**Set task 1**
The administrative services section says the Subadviser's records are the property of which party?
**Set task 2**
Reproduce the entries word for word, from the line with "Each instance of the overcast" to the last line of the entries, including both of those lines.

**Source document**
SECTION 2.2. ADMINISTRATIVE AND OTHER SERVICES.
(a) Subadviser will, at its expense, furnish (i) all necessary investment and management facilities, including salaries of personnel required for it to execute its duties faithfully, and (ii) administrative facilities, including bookkeeping, clerical personnel and equipment necessary for the performance of its investment management services hereunder (excluding determination of net asset values and shareholder accounting services).
(b) Subadviser will maintain all accounts, books and records with respect to the Trust as are required of an investment adviser of a registered investment company pursuant to the 1940 Act and the rules thereunder. Subadviser agrees that such records are the property of the Trust, and will be surrendered to the Trust or Adviser or their designee promptly upon request, provided that Subadviser may maintain copies of all such records. The Adviser shall be granted reasonable access to the records and documents in Subadviser’s possession relating to the Trust.

**Dataset**

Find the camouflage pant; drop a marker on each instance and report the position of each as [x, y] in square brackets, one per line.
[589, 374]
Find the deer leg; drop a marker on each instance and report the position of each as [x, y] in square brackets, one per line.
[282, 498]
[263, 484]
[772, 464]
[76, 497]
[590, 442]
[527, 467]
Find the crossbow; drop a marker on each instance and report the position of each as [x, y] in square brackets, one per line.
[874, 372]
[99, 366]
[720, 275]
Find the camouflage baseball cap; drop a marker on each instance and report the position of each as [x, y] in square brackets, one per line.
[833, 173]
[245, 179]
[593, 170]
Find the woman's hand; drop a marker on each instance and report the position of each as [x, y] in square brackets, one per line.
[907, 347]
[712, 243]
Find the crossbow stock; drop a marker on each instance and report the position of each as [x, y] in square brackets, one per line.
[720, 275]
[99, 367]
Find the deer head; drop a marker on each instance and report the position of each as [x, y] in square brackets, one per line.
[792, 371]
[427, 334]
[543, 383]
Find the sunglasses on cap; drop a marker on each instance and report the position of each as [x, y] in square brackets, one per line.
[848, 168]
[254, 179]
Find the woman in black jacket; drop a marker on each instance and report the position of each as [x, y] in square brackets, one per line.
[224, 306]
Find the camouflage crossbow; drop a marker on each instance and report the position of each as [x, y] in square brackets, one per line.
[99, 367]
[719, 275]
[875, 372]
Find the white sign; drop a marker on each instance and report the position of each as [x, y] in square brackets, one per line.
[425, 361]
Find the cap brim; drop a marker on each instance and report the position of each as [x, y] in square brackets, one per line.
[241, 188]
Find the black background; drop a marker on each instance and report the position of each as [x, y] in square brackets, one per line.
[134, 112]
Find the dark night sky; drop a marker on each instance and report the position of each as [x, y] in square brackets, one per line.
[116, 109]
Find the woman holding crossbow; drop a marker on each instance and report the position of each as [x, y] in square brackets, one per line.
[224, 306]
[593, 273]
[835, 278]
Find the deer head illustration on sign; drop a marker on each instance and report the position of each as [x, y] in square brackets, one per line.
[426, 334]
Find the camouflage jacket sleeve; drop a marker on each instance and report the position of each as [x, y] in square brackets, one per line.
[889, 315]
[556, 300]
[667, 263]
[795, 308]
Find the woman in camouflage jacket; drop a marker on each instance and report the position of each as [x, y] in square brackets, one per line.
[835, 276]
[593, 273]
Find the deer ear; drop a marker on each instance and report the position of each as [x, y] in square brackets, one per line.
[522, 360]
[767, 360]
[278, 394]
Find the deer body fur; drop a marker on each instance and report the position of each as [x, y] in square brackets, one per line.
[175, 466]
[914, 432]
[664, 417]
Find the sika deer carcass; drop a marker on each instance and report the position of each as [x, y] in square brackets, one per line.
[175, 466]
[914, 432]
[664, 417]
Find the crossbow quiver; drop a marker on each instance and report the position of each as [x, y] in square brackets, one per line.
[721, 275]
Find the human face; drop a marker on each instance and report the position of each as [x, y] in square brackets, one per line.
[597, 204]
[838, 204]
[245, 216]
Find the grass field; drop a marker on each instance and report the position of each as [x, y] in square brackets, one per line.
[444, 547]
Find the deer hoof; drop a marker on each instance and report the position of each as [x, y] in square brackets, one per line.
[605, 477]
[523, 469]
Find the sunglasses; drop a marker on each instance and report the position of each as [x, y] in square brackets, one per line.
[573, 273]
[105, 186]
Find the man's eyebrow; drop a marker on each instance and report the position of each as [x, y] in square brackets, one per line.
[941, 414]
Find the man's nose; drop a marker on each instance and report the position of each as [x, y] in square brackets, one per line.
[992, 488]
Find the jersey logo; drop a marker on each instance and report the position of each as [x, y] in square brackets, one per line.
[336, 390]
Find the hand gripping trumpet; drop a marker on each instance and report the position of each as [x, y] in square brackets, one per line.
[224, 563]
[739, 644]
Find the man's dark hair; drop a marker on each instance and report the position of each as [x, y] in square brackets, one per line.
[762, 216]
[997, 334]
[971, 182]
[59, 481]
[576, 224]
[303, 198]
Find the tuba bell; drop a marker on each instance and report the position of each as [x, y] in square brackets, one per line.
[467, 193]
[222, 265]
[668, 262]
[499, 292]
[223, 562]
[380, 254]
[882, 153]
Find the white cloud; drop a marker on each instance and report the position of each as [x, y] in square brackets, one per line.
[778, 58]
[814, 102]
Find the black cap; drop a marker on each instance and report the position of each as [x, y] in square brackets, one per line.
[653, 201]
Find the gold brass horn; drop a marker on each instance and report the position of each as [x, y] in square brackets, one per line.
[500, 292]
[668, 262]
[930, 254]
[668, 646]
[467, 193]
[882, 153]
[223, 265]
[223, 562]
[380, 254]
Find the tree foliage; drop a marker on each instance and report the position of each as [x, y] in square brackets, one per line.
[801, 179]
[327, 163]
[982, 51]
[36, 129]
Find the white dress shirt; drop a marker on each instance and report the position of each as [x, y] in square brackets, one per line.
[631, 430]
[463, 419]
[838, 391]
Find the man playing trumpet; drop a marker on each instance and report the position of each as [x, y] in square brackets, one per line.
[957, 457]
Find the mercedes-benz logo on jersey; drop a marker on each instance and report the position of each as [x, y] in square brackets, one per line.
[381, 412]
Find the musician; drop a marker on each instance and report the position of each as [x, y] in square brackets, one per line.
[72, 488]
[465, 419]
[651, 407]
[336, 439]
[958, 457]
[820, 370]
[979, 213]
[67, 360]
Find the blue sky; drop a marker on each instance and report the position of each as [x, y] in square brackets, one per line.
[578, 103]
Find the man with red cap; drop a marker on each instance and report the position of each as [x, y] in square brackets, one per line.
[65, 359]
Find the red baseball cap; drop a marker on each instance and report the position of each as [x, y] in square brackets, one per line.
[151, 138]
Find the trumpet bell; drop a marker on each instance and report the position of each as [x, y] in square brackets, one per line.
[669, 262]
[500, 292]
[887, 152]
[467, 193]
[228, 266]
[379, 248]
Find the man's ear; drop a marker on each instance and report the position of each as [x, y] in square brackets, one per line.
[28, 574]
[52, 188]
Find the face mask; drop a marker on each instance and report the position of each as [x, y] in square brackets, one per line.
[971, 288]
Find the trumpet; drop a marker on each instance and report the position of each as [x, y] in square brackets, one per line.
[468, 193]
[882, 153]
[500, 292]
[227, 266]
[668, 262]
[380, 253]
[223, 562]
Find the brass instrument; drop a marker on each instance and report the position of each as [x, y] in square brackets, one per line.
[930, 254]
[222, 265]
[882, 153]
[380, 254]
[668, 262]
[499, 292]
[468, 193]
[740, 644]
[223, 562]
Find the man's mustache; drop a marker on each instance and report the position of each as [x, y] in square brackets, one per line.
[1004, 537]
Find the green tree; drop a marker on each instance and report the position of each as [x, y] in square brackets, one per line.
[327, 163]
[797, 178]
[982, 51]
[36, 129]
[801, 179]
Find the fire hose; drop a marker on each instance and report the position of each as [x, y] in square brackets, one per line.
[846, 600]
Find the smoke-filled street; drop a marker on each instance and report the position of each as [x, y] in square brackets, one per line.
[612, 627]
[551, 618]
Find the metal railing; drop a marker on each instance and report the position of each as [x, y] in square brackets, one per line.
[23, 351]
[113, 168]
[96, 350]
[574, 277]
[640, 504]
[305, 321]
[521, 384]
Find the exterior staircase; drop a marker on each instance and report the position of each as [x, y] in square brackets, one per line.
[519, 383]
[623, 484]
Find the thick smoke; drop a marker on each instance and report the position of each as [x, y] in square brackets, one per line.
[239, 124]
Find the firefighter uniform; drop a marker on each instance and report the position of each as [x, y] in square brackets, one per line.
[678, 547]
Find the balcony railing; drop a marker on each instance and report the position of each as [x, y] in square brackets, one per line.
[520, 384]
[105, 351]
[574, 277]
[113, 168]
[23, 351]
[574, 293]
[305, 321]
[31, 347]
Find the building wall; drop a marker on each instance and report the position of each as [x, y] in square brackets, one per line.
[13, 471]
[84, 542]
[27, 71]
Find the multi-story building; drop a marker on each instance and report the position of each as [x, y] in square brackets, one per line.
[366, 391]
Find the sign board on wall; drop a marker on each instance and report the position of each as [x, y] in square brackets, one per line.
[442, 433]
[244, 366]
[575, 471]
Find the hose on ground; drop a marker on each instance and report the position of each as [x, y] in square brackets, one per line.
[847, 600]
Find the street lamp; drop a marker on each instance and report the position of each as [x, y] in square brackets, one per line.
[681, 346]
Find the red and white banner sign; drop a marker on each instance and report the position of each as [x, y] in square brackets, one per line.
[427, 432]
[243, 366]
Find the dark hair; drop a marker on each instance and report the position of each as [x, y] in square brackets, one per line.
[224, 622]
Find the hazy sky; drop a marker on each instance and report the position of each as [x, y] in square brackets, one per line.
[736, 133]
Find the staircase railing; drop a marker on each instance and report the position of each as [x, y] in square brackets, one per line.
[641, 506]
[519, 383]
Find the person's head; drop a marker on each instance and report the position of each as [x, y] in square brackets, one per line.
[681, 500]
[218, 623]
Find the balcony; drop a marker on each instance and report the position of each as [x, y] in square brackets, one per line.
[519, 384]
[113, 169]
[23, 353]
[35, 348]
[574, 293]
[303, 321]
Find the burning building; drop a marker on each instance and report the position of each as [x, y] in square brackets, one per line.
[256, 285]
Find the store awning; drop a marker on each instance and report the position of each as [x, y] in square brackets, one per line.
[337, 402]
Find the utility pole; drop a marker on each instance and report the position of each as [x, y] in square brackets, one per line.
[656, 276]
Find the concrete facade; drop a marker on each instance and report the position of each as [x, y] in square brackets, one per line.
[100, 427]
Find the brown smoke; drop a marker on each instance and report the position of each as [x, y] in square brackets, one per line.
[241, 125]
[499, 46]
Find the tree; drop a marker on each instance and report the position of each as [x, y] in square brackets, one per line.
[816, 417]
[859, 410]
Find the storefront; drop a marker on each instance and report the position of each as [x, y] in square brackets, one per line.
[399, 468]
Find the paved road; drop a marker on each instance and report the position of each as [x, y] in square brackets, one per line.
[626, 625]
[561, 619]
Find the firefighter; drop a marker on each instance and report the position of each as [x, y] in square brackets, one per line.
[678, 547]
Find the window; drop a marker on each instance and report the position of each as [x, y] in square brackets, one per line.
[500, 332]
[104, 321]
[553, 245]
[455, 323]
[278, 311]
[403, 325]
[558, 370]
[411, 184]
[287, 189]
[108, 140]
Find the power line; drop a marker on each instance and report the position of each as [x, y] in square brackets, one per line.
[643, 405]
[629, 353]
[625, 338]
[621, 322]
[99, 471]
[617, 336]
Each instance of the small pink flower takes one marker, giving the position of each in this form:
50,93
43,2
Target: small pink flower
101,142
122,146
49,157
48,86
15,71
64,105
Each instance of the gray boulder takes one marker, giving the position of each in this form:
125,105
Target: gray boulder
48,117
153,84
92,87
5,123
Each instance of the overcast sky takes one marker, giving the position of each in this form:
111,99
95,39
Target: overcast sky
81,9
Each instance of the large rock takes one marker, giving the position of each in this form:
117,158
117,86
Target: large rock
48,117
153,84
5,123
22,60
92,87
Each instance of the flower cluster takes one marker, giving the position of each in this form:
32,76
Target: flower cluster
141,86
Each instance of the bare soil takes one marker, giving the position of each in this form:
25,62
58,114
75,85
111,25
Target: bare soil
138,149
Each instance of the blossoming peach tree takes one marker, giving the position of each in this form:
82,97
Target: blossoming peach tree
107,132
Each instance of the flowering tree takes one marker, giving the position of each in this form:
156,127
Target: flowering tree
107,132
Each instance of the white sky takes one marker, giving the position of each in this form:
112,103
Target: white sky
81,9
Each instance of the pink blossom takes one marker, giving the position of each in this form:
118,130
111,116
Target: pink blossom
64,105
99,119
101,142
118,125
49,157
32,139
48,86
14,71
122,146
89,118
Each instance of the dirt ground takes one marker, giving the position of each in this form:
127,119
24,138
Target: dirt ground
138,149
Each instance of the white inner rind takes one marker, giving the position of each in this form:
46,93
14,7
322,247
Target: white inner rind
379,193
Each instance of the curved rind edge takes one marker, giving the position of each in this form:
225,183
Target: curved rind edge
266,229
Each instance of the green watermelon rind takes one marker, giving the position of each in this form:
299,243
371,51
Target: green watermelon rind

**Full solution 1**
The Trust.

**Full solution 2**
Each instance of the overcast sky takes one marker, giving the position of each in this form:
111,99
95,39
Target: overcast sky
81,9
Each instance of the large rock takes one marker, giving the position of each in this form:
117,158
117,86
Target: large rock
48,117
153,84
5,123
22,60
92,87
Each instance of the flower cluster takes one marker, giving the position of each in this form:
32,76
Target: flower cluster
141,86
Each instance of the bare soil takes one marker, giving the position of each in this form:
25,62
58,114
75,85
111,25
Target: bare soil
138,149
Each instance of the blossoming peach tree takes one marker, giving the position of each in this form:
82,97
Target: blossoming peach tree
107,132
Each instance of the flowering tree takes one marker, giving the position of each in this form:
156,127
Target: flowering tree
107,132
Each instance of the white sky takes one marker, giving the position of each in this form:
112,103
Target: white sky
81,9
Each instance of the pink blossom takes one marker, giving the position of each in this form:
118,130
111,116
Target: pink blossom
64,105
99,119
101,142
118,125
49,157
32,139
48,86
14,71
122,146
89,118
Each instance of the dirt ground takes one marker, giving the position of each in this form:
127,119
24,138
Target: dirt ground
138,149
Each instance of the white inner rind takes one marker, giving the position of each in this form:
46,93
14,7
322,247
Target: white inner rind
379,193
Each instance of the curved rind edge takes one marker, giving the position of each in this form:
225,183
Target: curved rind edge
266,229
Each instance of the green watermelon rind takes one marker, giving the position of each in this form:
299,243
371,51
Target: green watermelon rind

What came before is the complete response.